## De opgave
Verander in alle records "simplified polygon" in "rough polygon" en laat de rest van de regels precies zoals het was.
#### Aangeleverde gegevens ####
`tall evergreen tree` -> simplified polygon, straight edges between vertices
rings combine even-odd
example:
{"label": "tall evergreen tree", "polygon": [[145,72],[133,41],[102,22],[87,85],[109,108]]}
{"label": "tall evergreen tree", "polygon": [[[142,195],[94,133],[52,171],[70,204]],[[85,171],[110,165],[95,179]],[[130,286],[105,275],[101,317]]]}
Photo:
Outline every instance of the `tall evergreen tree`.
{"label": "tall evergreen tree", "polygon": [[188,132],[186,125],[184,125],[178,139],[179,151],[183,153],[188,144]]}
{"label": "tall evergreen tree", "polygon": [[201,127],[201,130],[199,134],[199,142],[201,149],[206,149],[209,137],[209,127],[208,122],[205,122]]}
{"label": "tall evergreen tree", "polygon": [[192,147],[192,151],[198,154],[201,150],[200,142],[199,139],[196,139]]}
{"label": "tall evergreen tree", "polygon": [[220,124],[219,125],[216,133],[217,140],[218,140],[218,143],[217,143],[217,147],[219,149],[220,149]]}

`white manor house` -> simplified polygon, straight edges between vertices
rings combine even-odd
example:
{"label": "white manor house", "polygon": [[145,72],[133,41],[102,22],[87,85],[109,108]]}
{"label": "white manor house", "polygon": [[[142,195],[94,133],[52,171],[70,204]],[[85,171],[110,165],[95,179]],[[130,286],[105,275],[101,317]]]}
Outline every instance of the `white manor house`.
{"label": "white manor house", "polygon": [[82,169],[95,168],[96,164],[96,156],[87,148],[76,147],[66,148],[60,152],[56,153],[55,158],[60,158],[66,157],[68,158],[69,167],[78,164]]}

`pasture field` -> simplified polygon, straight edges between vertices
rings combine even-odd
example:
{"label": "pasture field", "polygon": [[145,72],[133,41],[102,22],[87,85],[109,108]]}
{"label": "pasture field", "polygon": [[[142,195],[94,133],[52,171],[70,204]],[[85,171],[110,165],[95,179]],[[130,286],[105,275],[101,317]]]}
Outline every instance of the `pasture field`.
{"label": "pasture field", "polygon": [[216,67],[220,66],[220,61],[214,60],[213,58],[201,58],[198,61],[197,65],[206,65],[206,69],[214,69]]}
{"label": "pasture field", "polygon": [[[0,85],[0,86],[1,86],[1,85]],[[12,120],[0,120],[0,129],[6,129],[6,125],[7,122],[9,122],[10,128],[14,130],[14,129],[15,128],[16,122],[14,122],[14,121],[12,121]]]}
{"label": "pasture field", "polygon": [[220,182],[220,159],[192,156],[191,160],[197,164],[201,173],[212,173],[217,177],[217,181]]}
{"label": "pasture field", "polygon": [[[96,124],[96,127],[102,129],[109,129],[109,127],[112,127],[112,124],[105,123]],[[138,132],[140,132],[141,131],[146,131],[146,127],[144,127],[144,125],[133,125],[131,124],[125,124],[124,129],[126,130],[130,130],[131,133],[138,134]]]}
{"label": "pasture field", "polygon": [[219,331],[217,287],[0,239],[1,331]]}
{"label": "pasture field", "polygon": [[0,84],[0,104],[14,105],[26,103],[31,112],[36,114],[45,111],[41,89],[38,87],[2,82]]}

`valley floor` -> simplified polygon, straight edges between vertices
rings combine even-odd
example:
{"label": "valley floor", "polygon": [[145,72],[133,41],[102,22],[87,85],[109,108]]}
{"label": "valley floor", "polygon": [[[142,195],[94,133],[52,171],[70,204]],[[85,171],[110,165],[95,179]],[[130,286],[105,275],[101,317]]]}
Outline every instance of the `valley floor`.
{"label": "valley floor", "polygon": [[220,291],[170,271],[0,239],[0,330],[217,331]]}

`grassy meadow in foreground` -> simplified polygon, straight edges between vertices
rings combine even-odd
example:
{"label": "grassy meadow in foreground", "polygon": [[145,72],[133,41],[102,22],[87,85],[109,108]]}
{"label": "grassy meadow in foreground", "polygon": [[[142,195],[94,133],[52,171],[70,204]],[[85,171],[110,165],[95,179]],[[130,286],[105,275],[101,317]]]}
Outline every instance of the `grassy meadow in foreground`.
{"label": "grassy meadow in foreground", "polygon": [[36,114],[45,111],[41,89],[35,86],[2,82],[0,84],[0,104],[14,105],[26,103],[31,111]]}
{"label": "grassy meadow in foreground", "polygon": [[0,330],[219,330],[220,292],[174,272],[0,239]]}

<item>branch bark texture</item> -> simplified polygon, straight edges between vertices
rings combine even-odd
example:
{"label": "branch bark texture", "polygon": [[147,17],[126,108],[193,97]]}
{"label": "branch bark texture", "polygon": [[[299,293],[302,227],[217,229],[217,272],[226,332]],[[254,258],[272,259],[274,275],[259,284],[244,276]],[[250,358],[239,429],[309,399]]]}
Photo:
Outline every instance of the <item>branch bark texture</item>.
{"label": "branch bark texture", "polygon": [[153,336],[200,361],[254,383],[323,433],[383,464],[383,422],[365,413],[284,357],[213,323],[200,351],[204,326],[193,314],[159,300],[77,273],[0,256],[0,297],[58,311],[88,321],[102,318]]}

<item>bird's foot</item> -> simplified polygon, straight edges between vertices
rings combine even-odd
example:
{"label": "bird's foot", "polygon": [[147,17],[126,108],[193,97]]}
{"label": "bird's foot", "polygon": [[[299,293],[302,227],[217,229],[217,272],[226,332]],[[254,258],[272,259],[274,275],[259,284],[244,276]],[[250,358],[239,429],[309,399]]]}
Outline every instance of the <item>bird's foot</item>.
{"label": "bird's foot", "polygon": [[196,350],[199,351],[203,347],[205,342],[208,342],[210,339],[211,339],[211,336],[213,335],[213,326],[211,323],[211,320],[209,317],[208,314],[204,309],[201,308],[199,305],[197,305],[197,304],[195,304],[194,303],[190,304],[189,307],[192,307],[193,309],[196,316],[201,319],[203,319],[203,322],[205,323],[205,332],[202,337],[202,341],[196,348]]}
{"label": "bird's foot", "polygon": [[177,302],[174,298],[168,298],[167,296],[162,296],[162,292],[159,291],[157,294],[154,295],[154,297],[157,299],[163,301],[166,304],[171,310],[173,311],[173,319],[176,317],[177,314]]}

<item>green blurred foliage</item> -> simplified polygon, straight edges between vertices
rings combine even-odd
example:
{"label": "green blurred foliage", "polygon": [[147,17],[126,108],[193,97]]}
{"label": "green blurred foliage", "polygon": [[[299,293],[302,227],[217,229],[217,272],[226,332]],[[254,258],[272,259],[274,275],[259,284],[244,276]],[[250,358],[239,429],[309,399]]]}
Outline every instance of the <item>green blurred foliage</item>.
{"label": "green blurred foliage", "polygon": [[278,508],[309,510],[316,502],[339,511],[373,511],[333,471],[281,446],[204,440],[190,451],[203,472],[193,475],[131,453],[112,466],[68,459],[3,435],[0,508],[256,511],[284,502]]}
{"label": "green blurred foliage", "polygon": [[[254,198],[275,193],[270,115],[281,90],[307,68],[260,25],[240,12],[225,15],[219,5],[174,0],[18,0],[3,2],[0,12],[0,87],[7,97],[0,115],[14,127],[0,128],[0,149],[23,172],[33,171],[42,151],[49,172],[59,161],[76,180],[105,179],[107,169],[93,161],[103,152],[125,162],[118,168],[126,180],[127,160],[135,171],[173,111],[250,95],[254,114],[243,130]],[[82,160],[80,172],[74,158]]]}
####
## De oplossing
`tall evergreen tree` -> rough polygon, straight edges between vertices
rings combine even-odd
example:
{"label": "tall evergreen tree", "polygon": [[145,72],[133,41],[102,22],[87,85],[109,108]]}
{"label": "tall evergreen tree", "polygon": [[[142,195],[94,133],[52,171],[70,204]],[[85,171],[110,165],[95,179]],[[130,286],[105,275],[101,317]]]}
Photo:
Outline every instance of the `tall evergreen tree`.
{"label": "tall evergreen tree", "polygon": [[188,132],[186,125],[184,125],[178,139],[179,151],[183,153],[188,144]]}
{"label": "tall evergreen tree", "polygon": [[201,127],[201,130],[199,134],[199,142],[201,149],[206,149],[209,137],[209,127],[208,122],[205,122]]}
{"label": "tall evergreen tree", "polygon": [[192,147],[192,151],[198,154],[201,150],[200,142],[199,139],[196,139]]}
{"label": "tall evergreen tree", "polygon": [[220,124],[219,125],[216,133],[217,140],[218,140],[218,143],[217,143],[217,147],[219,149],[220,149]]}

`white manor house` -> rough polygon, straight edges between vertices
rings combine even-odd
example:
{"label": "white manor house", "polygon": [[145,72],[133,41],[102,22],[87,85],[109,108]]}
{"label": "white manor house", "polygon": [[[142,195],[94,133],[52,171],[70,204]],[[85,171],[110,165],[95,179]],[[130,286],[105,275],[101,317]]]}
Outline every instance of the `white manor house`.
{"label": "white manor house", "polygon": [[82,169],[95,168],[96,164],[96,156],[87,148],[76,147],[66,148],[60,152],[56,153],[55,158],[60,158],[66,157],[68,158],[69,167],[78,164]]}

`pasture field` -> rough polygon, straight edges between vertices
rings combine even-odd
example:
{"label": "pasture field", "polygon": [[145,72],[133,41],[102,22],[87,85],[109,108]]}
{"label": "pasture field", "polygon": [[[142,195],[94,133],[52,171],[70,204]],[[85,171],[110,165],[95,179]],[[130,286],[105,275],[101,317]]]}
Outline every instance of the `pasture field`.
{"label": "pasture field", "polygon": [[216,67],[220,66],[220,61],[214,60],[213,58],[201,58],[198,61],[197,65],[206,65],[206,69],[214,69]]}
{"label": "pasture field", "polygon": [[[0,85],[0,86],[1,86],[1,85]],[[12,120],[0,120],[0,129],[6,129],[6,125],[7,122],[9,122],[10,128],[14,130],[14,129],[15,128],[16,122],[14,122],[14,121],[12,121]]]}
{"label": "pasture field", "polygon": [[220,182],[220,159],[192,156],[191,160],[197,164],[201,173],[212,173],[217,177],[217,181]]}
{"label": "pasture field", "polygon": [[[96,124],[96,127],[102,129],[109,129],[109,127],[112,127],[112,124],[105,123]],[[138,132],[140,132],[141,131],[146,131],[146,127],[144,127],[144,125],[133,125],[131,124],[125,124],[124,129],[126,130],[130,130],[131,133],[138,134]]]}
{"label": "pasture field", "polygon": [[219,331],[217,287],[0,239],[1,331]]}
{"label": "pasture field", "polygon": [[0,84],[0,104],[14,105],[26,103],[31,112],[36,114],[45,111],[41,89],[38,87],[2,82]]}

`valley floor` -> rough polygon, straight edges between vertices
rings combine even-odd
example:
{"label": "valley floor", "polygon": [[145,72],[133,41],[102,22],[87,85],[109,108]]}
{"label": "valley floor", "polygon": [[[142,195],[94,133],[52,171],[70,204]],[[85,171],[110,165],[95,179]],[[130,286],[105,275],[101,317]]]}
Outline every instance of the `valley floor`.
{"label": "valley floor", "polygon": [[220,291],[170,271],[0,239],[0,330],[217,331]]}

`grassy meadow in foreground` -> rough polygon, straight edges between vertices
rings combine even-odd
example:
{"label": "grassy meadow in foreground", "polygon": [[145,72],[133,41],[102,22],[87,85],[109,108]]}
{"label": "grassy meadow in foreground", "polygon": [[[142,195],[94,133],[52,171],[70,204]],[[85,171],[110,165],[95,179]],[[130,286],[105,275],[101,317]]]}
Outline every instance of the `grassy meadow in foreground`.
{"label": "grassy meadow in foreground", "polygon": [[36,114],[45,111],[41,89],[35,86],[2,82],[0,84],[0,104],[14,105],[26,103],[31,111]]}
{"label": "grassy meadow in foreground", "polygon": [[0,330],[219,330],[220,292],[174,272],[0,239]]}

<item>branch bark texture</item> -> rough polygon, straight edges between vertices
rings combine even-odd
example:
{"label": "branch bark texture", "polygon": [[147,17],[126,108],[193,97]]}
{"label": "branch bark texture", "polygon": [[[299,293],[302,227],[217,229],[217,272],[226,332]],[[254,258],[272,259],[274,275],[259,284],[244,276]],[[250,358],[239,429],[309,399]]]}
Photo:
Outline every instance of the <item>branch bark texture</item>.
{"label": "branch bark texture", "polygon": [[153,336],[200,361],[254,383],[323,433],[383,464],[383,422],[365,413],[284,357],[213,323],[200,351],[204,326],[193,314],[159,300],[77,273],[0,256],[0,297],[58,311],[88,321],[102,318]]}

<item>bird's foot</item> -> rough polygon, straight edges between vertices
rings combine even-odd
example:
{"label": "bird's foot", "polygon": [[147,17],[126,108],[193,97]]}
{"label": "bird's foot", "polygon": [[[299,293],[302,227],[217,229],[217,272],[226,332]],[[254,258],[272,259],[274,275],[259,284],[244,276]],[[250,358],[239,429],[309,399]]]}
Outline every instance of the <item>bird's foot</item>.
{"label": "bird's foot", "polygon": [[196,350],[199,351],[203,347],[205,342],[208,342],[210,339],[211,339],[211,336],[213,335],[213,326],[211,323],[211,320],[209,317],[208,314],[204,309],[201,308],[199,305],[197,305],[197,304],[195,304],[194,303],[190,304],[189,307],[192,307],[193,309],[196,316],[201,319],[203,319],[203,322],[205,323],[205,332],[202,337],[202,341],[196,348]]}
{"label": "bird's foot", "polygon": [[177,302],[174,298],[168,298],[167,296],[162,296],[162,292],[159,291],[157,294],[154,295],[154,297],[157,299],[163,301],[166,304],[171,310],[173,311],[173,319],[176,317],[177,314]]}

<item>green blurred foliage</item> -> rough polygon, straight edges between vertices
rings combine even-odd
example:
{"label": "green blurred foliage", "polygon": [[147,17],[126,108],[193,97]]}
{"label": "green blurred foliage", "polygon": [[[299,293],[302,227],[217,229],[217,272],[226,332]],[[254,258],[272,259],[274,275],[259,284],[244,276]],[[250,358],[239,429],[309,399]]]}
Outline every instance of the <item>green blurred foliage</item>.
{"label": "green blurred foliage", "polygon": [[278,508],[309,510],[316,502],[339,511],[373,511],[333,471],[281,446],[204,440],[190,451],[203,472],[193,475],[131,453],[112,466],[68,459],[3,435],[0,508],[256,511],[284,502]]}
{"label": "green blurred foliage", "polygon": [[[254,198],[275,193],[270,115],[281,90],[307,68],[260,25],[240,12],[225,15],[219,5],[174,0],[18,0],[3,2],[0,12],[0,87],[7,97],[0,115],[14,127],[0,128],[0,149],[23,172],[33,171],[42,151],[49,172],[59,161],[76,180],[105,179],[107,169],[93,161],[103,152],[125,162],[118,168],[126,180],[127,160],[135,171],[173,111],[250,95],[254,114],[243,130]],[[82,160],[80,172],[74,158]]]}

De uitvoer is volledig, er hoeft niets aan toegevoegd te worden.